Monday, May 27, 2024

Traumatic brain injuries have left more than five million Americans permanently disabled. They have trouble focusing on even simple tasks and often have to quit jobs or drop out of school.

A study published on Monday has offered them a glimpse of hope. Five people with moderate to severe brain injuries had electrodes implanted in their heads. As the electrodes stimulated their brains, their performance on cognitive tests improved.

If the results hold up in larger clinical trials, the implants could become the first effective therapy for chronic brain injuries, the researchers said.

“This is the first evidence that you can move the dial for this problem,” said Dr. Nicholas Schiff, a neurologist at Weill Cornell Medicine in New York who led the study.

Gina Arata, one of the volunteers who received the implant, was 22 when a car crash left her with fatigue, memory problems and uncontrollable emotions. She abandoned her plans for law school and lived with her parents in Modesto, Calif., unable to keep down a job.

In 2018, 18 years after the crash, Ms. Arata received the implant. Her life has changed profoundly, she said. “I can be a normal human being and have a conversation,” she said. “It’s kind of amazing how I’ve seen myself improve.”

Dr. Schiff and his colleagues designed the trial based on years of research on the structure of the brain. Those studies suggested that our ability to focus on tasks depends on a network of brain regions that are linked to each other by long branches of neurons. The regions send signals to each other, creating a feedback loop that keeps the whole network active.

Sudden jostling of the brain — in a car crash or a fall, for example — can break some of the long-distance connections in the network and lead people to fall into a coma, Dr. Schiff and his colleagues have hypothesized. During recovery, the network may be able to power itself back up. But if the brain is severely damaged, it may not fully rebound.

Dr. Schiff and his colleagues pinpointed a structure deep inside the brain as a crucial hub in the network. Known as the central lateral nucleus, it is a thin sheet of neurons about the size and shape of an almond shell.

The human brain has two such structures, one in each hemisphere. They seem to help the brain quiet itself at night for sleep and rev up the brain in the morning. Stimulating the neurons in these regions can wake up a sleeping rat, Dr. Schiff’s research has shown.

--

> TO DO:
1. Translate this sentence from the brain implant article into Spanish: "The human brain has two such structures, one in each hemisphere."
2. Please rewrite the brain implant article's passage between "Traumatic brain injuries" and "out of school.", inclusive, with "permanently disabled" changed to "disabled for life".
3. Answer these questions from the brain implant article:
(a) How many people with brain injuries had electrodes implanted in the study?
(b) How old was Gina Arata when the car crash happened?
(c) In what year did Ms. Arata receive the implant?
The listing that comes after the article is separate material.

Dataset entries:
--

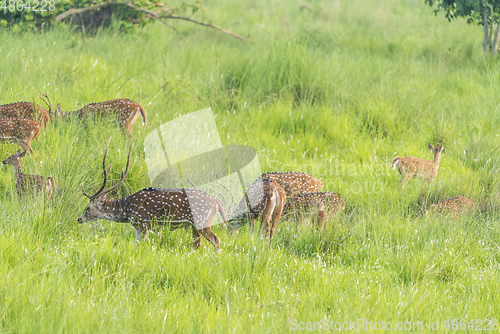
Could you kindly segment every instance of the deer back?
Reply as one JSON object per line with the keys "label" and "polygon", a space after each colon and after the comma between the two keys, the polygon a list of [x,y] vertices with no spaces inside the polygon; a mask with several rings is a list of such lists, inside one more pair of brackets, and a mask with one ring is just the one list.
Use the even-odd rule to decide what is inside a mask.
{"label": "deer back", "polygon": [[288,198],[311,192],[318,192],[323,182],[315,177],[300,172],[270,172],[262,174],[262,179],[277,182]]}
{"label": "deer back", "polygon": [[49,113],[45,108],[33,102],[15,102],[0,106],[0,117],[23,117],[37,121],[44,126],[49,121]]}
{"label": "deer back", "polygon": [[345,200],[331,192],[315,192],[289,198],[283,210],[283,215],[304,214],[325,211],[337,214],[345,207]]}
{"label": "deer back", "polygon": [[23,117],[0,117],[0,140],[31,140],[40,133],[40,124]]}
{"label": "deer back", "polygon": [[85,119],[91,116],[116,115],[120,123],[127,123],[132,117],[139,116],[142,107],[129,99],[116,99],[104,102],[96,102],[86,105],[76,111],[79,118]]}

--

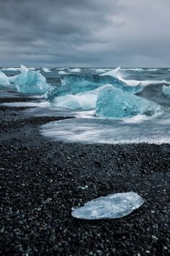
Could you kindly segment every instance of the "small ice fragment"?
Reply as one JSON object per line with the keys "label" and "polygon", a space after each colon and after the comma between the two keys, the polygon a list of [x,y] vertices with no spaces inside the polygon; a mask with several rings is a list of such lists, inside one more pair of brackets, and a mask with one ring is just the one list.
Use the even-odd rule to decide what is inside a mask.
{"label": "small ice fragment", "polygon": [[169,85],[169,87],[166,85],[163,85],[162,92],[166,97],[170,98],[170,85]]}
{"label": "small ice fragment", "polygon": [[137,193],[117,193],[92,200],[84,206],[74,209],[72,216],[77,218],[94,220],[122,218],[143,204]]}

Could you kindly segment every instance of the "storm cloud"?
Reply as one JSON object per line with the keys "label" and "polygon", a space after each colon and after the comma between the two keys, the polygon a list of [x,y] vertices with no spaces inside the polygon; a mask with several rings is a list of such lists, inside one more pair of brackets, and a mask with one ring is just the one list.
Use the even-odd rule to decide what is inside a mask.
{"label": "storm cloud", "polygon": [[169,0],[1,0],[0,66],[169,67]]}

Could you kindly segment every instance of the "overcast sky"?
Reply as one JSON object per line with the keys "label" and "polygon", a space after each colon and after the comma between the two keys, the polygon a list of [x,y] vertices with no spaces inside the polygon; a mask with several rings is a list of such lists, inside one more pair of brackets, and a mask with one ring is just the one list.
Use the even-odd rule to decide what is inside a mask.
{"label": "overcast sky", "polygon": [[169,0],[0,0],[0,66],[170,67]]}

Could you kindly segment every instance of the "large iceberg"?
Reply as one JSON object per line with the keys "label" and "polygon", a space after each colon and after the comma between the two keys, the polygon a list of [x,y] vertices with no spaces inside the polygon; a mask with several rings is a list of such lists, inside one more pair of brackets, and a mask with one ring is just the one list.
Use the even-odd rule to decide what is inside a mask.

--

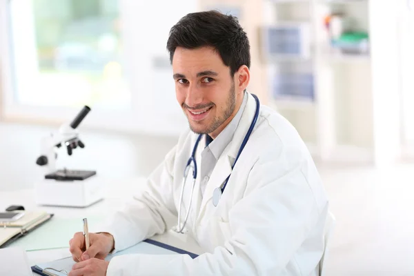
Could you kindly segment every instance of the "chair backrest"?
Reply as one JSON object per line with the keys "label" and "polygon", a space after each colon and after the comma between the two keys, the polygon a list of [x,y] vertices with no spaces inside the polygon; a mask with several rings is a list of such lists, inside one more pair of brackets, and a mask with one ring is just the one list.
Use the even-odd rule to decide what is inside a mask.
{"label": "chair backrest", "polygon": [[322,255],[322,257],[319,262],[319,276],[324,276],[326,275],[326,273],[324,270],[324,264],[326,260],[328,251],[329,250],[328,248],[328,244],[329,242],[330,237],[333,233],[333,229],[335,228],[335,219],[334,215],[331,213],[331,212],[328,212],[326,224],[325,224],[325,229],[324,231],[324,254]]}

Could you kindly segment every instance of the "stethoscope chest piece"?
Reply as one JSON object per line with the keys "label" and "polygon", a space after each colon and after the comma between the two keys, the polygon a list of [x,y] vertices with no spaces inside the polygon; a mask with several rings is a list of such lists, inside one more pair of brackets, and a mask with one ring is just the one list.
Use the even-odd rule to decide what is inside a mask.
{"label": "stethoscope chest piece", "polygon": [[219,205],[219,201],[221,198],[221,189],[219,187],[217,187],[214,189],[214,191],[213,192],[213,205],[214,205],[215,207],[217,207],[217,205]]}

--

> ANSWERS PER TASK:
1. El cerebro humano tiene dos estructuras de este tipo, una en cada hemisferio.

2.
Traumatic brain injuries have left more than five million Americans disabled for life. They have trouble focusing on even simple tasks and often have to quit jobs or drop out of school.

3.
(a) Five.
(b) 22.
(c) 2018.